Consigna: En la nota sobre la libertad de expresión en Argentina, reescribe como lista breve el párrafo que empieza «Cuando no fue el hostigamiento directo», conservando sus datos principales.

--- Texto para revisar ---

La Comisión Interamericana de Derechos Humanos citó al Gobierno argentino a una audiencia formal por el “deterioro acelerado” de la libertad de expresión. No es un hilo de X ni un rumor de pasillo: hay fecha, hay temario, hay expediente. La convocatoria apunta a que la Casa Rosada explique hostigamientos, estigmatización y palazos que periodistas vienen denunciando desde hace meses.
Para entender por qué llegamos a esto, alcanza con repasar el año. En marzo, Manuel Adorni presentó el inolvidable “botón muteador” para silenciar a cronistas en Casa Rosada: un reality show con reglas para cortar micrófonos, filtrar preguntas y hasta votar periodistas como si fueran participantes. Más espectáculo, menos rendición de cuentas.
En la calle, la película fue igual de elocuente. Reporteros Sin Fronteras (RSF) y la Federación Internacional de Periodistas documentaron golpes, detenciones y agresiones a equipos de prensa en protestas. Hubo operativos que terminaron con comunicadores heridos (con Pablo Grillo como caso emblema) y arrestados; RSF advirtió por una “creciente represión” y de un patrón sostenido. No es un exceso aislado: es un problema de Estado.
La Comisión Provincial por la Memoria, que monitorea protestas desde hace años, aportó números y casos al Congreso y a organismos internacionales. Sus informes especiales sobre el uso de la fuerza durante manifestaciones se convirtieron en bibliografía obligatoria para entender cómo se pasó de “orden público” a “periodistas como daño colateral”. Cuando hay estadísticas, la épica se vuelve menos épica.
El clima no se cocina solo: se cocina desde arriba. El Presidente instaló la consigna “no odiamos lo suficiente a los periodistas” como si fuera un sticker de WhatsApp; quedó escrito en su propia cuenta y derivó en análisis internacionales sobre la estigmatización de la prensa. Es difícil promover una cultura de respeto cuando el eslogan oficial mide engagement a fuerza de odio.
A ese marco se suma la intimidación de funcionarios de alto rango. Un ejemplo muy claro fue el episodio en el que Santiago Caputo, asesor clave del Presidente, increpó y fotografió la credencial de un reportero durante un acto público, con repudios de Amnistía y FOPEA. La línea del Gobierno fue defender al funcionario y relativizar el hecho.
Cuando no fue el hostigamiento directo, fue la represión que no distingue chaleco de prensa. En marzo, una marcha de jubilados frente al Congreso terminó como postal de manual: más de cien detenidos, decenas de heridos y un fotoperiodista, Pablo Grillo, con fractura de cráneo por el impacto de un cartucho de gas, según crónicas que siguieron el caso. No hacía falta un comunicado: bastaba con ver el parte médico.
Con ese telón de fondo, la CIDH hizo lo que hace la CIDH cuando un Estado acumula señales de alarma: cita a audiencia y pide explicaciones. Qué protocolos se usan para resguardar a la prensa en protestas, quién decidió el “mute” en Casa Rosada y con qué sustento legal, cómo se investiga a los agresores cuando los agresores trabajan para el Estado. No son preguntas retóricas, son preguntas con acta.
La ironía es fácil y amarga: el Gobierno que se autoproclama el más transparente y libre de la historia debe dar explicaciones fuera de casa por opacidad y hostigamiento a la libertad de prensa. La audiencia en la OEA no se gana con memes ni con “mute”; se atraviesa con protocolos, garantías y, sobre todo, con un compromiso público de que ningún periodista va a volver a una redacción con la cabeza rota por cubrir una marcha. La libertad de expresión no es un botón; es una obligación. Y cuando el poder olvida eso, el sistema interamericano golpea la mesa para recordárselo.

--- Registros ---

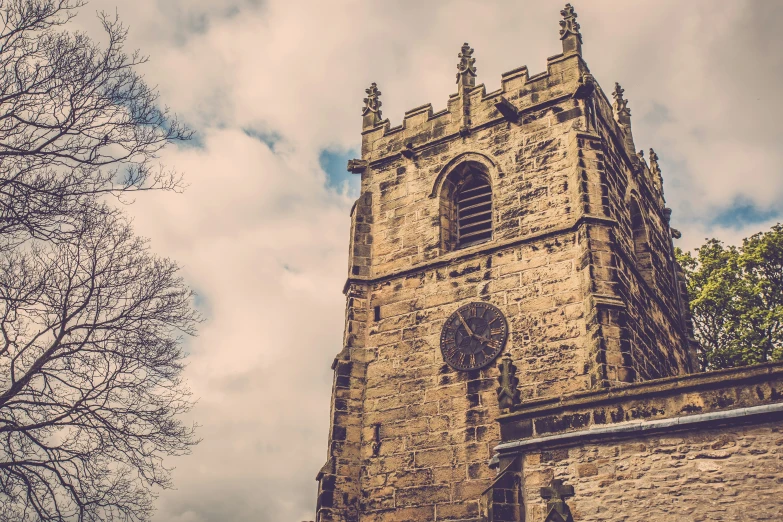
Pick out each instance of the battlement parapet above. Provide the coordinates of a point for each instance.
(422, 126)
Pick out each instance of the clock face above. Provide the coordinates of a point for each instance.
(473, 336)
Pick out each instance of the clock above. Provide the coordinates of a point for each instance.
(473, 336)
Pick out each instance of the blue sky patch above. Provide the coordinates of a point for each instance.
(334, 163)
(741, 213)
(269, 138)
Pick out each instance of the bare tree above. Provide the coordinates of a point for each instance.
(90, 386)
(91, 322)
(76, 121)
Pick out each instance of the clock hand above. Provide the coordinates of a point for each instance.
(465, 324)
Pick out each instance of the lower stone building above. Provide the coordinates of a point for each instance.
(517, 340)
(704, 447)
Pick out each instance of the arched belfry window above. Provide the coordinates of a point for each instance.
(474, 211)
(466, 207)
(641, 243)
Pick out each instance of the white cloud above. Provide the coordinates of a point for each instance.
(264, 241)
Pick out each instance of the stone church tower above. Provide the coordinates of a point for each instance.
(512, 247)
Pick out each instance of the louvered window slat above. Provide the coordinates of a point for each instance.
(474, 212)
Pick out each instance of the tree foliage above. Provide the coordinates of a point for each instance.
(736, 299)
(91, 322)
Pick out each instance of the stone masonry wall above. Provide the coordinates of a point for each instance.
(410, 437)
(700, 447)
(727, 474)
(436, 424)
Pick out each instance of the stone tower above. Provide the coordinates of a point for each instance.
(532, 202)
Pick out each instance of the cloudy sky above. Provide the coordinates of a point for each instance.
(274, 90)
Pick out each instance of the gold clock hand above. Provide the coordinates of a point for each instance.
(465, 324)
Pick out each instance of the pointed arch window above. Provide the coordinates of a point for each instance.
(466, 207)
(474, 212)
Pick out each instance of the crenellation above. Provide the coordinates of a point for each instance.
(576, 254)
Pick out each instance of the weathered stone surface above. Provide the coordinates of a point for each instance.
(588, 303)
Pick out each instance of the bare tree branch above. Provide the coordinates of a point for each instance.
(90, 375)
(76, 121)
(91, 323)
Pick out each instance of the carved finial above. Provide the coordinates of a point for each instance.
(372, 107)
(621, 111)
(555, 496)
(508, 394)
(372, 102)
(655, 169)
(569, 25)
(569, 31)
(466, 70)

---
--- Registros ---

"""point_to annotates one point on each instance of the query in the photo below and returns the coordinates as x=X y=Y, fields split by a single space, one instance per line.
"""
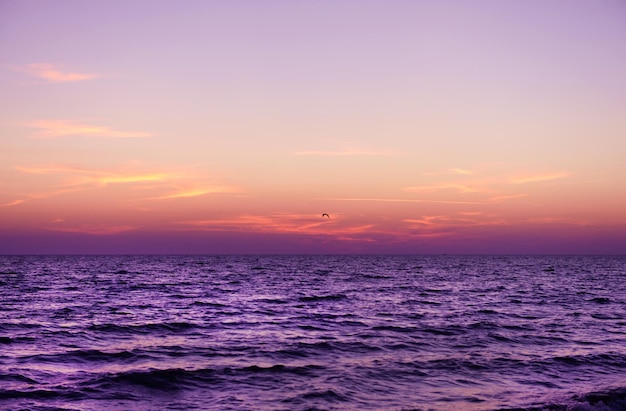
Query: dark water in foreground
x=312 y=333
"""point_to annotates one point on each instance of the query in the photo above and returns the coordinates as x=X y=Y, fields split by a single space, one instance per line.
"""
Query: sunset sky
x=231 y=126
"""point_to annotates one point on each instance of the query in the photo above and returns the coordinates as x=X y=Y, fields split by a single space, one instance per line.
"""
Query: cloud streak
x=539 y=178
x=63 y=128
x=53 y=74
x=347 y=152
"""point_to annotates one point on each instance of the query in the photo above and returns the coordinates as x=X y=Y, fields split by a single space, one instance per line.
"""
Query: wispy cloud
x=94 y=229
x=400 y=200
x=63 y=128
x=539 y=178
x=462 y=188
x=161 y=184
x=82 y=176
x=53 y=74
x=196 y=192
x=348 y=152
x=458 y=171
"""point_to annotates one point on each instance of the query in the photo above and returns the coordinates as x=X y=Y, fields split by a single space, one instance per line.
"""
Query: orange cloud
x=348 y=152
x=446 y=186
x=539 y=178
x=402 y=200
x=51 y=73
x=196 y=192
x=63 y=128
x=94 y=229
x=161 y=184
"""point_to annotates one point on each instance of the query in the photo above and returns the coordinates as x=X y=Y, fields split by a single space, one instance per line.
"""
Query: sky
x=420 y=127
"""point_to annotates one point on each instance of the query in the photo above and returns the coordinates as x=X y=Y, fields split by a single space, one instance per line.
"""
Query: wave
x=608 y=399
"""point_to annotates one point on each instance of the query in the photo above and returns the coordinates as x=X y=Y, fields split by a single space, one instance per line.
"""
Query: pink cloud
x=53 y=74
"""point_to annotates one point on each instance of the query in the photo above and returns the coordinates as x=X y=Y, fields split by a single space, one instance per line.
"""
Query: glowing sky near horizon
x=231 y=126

---

Tarea resuelta:
- La represión en las protestas no distinguió a la prensa.
- En marzo, una marcha de jubilados frente al Congreso terminó con más de cien detenidos y decenas de heridos.
- Según crónicas que siguieron el caso, el fotoperiodista Pablo Grillo sufrió fractura de cráneo por el impacto de un cartucho de gas.
- Para medir la gravedad no hacía falta un comunicado, bastaba con el parte médico.